▶ **EXCERPTED PASSAGE**:

The need for a multilateral approach to competition policy was recognised in the Havana Charter, which unsuccessfully tried to set up an International Trade Organisation (ITO) just after the Second World War. The General Agreement on Tariffs and Trade (GATT), which emerged instead, however, excluded competition issues from its purview. Time and again, these issues have come up for discussion at various international forums, without significant outcomes. Eventually, they were raised in the Uruguay Round negotiations and entered the WTO arena through the Singapore Ministerial Declaration in 1996.

There was further progress at Doha as the need for a multilateral framework on trade and competition was recognised in the resultant Ministerial Declaration. Tremendous pressure was launched by the EU et al to launch negotiations on the issue at the Fifth Ministerial held at Cancun in September 2003. However, many countries remained sceptical about the benefits of and rationale for such an agreement. The main objection of developing countries is that they do not have adequate experience and expertise. The Cancun Ministerial could not arrive at a conclusion but the issue is not yet dead.

With the opening up of domestic markets to foreign competition, countries have become increasingly susceptible to anti-competitive practices that originate outside their own territory. Transnational corporations (TNCs) have entered developing-country markets and/or increased their activity within these countries. The collapse at Cancun should not act as a bump on the road to a constructive dialogue on an international competition policy. There is a clear need to go on for a better understanding of the possible benefits of competition policy at both national and international levels.

Against this backdrop, CUTS C-CIER took the opportunity at the WTO Public Symposium 2004 to organize this panel discussion to critically look into the desirability of a multilateral competition framework (MCF) and particularly which would be the appropriate forum to host such a framework from a developing-world perspective.

Robert Anderson

Mr. Anderson didn’t take a position on the pros and cons a multilateral framework on competition policy but proposed to leave them for other panellists to debate. Instead, he chose to focus on underlying issues such as: What is competition policy? Why is it important for developing countries (both from domestic and international aspects)? What might be contained in an MCF? What are the main concerns of developing countries with respect to such an MCF and how they might be addressed?

Implicitly pointing to the need for an MCF if the interests of developing countries are to be protected against the increasingly prevalent cross-border anticompetitive practices, he quoted the result from an World Bank study: “US$81bn in developing countries’ imports was affected by international cartels in 1997, with the average price impact of 20-30%”.

Some important points in Mr. Anderson’s response to the concerns raised by developing countries about a possible MCF:

-As regards the possibility of such a framework to curtail developing countries’ development options or to erode their “policy space” for economic development, it should be noted that the current proposals are directed at private anti-competitive practices, not government measures that limit competition or serve other industrial policy objectives. To the extent that the concern remains, perhaps it could be satisfactorily addressed though an unfettered right to exclude strategic sectors or other over-ride mechanism.

▶ **ENTRIES SUPPLIED**:

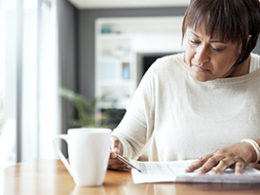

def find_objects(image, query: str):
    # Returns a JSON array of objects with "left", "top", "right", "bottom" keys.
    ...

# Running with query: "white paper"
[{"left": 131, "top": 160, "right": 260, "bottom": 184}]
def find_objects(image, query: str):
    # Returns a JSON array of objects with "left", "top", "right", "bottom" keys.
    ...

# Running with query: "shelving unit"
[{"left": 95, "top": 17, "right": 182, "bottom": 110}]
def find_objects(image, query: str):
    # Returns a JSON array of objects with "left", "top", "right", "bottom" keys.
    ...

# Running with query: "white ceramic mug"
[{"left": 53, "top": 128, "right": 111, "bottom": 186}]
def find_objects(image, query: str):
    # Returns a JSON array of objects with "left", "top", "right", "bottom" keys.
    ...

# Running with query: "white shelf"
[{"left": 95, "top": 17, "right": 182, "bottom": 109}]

...

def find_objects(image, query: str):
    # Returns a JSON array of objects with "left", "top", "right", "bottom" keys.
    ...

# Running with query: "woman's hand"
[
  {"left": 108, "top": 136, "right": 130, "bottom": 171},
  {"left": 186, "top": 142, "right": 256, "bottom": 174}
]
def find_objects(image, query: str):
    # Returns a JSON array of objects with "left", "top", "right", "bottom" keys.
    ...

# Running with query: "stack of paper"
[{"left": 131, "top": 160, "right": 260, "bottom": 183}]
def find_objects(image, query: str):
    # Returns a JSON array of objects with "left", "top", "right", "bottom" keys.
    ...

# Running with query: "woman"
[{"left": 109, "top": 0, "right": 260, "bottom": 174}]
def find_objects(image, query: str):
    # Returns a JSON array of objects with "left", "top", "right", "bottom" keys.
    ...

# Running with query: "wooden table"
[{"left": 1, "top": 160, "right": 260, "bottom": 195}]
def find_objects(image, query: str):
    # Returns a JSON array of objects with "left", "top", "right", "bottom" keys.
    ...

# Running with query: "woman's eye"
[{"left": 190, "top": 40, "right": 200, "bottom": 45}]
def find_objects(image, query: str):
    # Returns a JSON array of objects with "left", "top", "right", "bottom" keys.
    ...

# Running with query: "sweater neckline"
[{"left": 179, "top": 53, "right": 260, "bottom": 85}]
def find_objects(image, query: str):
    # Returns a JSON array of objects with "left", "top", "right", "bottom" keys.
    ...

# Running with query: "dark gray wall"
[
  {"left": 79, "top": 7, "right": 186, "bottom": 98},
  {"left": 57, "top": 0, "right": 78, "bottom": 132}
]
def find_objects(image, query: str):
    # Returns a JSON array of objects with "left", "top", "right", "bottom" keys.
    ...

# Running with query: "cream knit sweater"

---

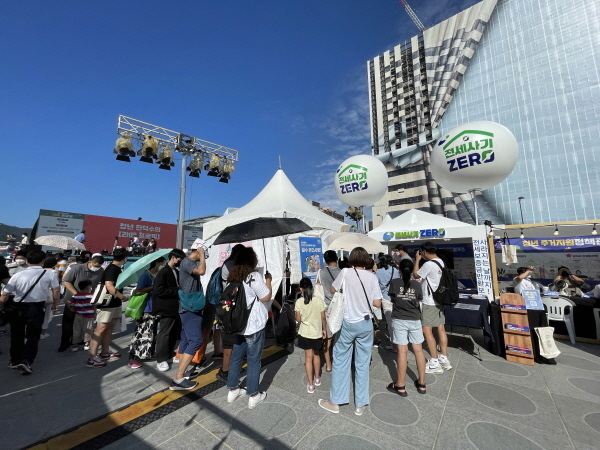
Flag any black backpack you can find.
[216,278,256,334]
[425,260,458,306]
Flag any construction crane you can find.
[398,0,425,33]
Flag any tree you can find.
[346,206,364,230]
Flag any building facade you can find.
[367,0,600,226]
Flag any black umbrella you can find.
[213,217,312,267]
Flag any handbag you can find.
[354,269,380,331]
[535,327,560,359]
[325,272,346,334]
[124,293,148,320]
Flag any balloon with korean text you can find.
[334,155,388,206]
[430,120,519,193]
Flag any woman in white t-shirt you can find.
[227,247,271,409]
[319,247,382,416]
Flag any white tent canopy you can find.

▶ **YOUR GOAL**:
Continue the excerpt on a multilateral competition framework at the WTO, picking up right after its final sentence.

▶ **REPLY TO THE TASK**:
-CUTS’s research findings in the 7-UP project, a comparative study of competition regimes in 7 Commonwealth countries can be used to suggest that the resource costs of implementing a competition regime (less than 1/1000 government budget on average, as per CUTS study) is smaller than potential benefits.

-The proposed technical assistance and capacity building mechanism can help developing countries to overcome their perceived lack of negotiating capacity.

Philippe Brusick

Mr. Brusick made a specific presentation on “Special and differential treatment for developing countries” with respect to an MCF.

Starting with a brief on UNCTAD activities and achievements so far on competition policy and law, Mr. Brusick introduced to the audience one latest publication by the UNCTAD Secretariat on MCF, the “Final Consolidated Report of Regional Capacity-Building Meetings Organised by UNCTAD on Competition Issues Within the Framework of the Doha Mandate”, which can be accessed online at

As regards his presentation topic, Mr. Brusick went from a historic perspective of S&D, its general evolution in GATT/WTO to S&D in the context of competition policy at the WTO under the concept of “Flexibility” and “Progressivity/Graduality”, as defined by the WTO Working Group on the Interaction between Trade and Competition Policy.

Flexibility means possible sectoral exemptions (with or without time limitations) by developing countries from the purview of their national competition legislations as well as that of an MCF in the WTO. Meanwhile, Progressivity/Graduality means that competition laws could be phased in, from simple to more complete, for example:

-1st period: mainly educational;

-2nd period: prohibition of cartels;

-3rd period: control of vertical restraints and abuse of dominance;

-4th and final period: introduction of merger controls.

Also inherent are the issues of capacity building and technical assistance, and the inclusion of a transitional phase. S&D should be given as non-reciprocal undertakings by developed countries, until a more level playing field is achieved between countries of different stages of development.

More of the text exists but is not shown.